# START OF Provided records

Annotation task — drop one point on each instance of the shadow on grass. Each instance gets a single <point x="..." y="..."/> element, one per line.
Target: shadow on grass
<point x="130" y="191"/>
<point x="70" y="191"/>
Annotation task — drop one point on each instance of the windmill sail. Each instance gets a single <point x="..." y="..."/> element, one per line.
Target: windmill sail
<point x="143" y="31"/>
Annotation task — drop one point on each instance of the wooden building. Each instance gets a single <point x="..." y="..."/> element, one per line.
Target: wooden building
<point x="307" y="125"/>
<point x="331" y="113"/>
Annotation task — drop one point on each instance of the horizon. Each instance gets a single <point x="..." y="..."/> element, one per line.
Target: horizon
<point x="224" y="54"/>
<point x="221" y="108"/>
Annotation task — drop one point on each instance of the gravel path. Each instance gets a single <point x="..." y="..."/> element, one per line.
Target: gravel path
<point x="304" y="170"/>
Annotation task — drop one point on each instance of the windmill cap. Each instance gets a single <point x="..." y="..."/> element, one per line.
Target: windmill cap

# END OF Provided records

Please write out all the items above, reproducing each line character for character.

→ **The result**
Annotation task — drop one point on each instance of the shadow on grass. Each instance gets a single <point x="..." y="..."/> element, one per line.
Target: shadow on grass
<point x="130" y="191"/>
<point x="70" y="191"/>
Annotation task — drop one point on each instance of the windmill sail. Each instance gets a single <point x="..." y="..."/> element, one per line.
Target: windmill sail
<point x="143" y="31"/>
Annotation task — drop one point on each instance of the wooden building. Each instance gets a single <point x="..." y="..."/> element, one per line.
Target: wooden building
<point x="307" y="125"/>
<point x="331" y="113"/>
Annotation task — drop one point on each instance of the horizon. Each instance gets a single <point x="..." y="..."/> element, one per line.
Target: horizon
<point x="224" y="54"/>
<point x="221" y="108"/>
Annotation task — drop one point on each instance of the gravel path. Each instance gets a single <point x="..." y="..."/> element, one per line.
Target: gravel path
<point x="304" y="170"/>
Annotation task — drop one point on each instance of the windmill cap. Each instance gets a single <point x="..." y="..."/> element, one per line.
Target: windmill cap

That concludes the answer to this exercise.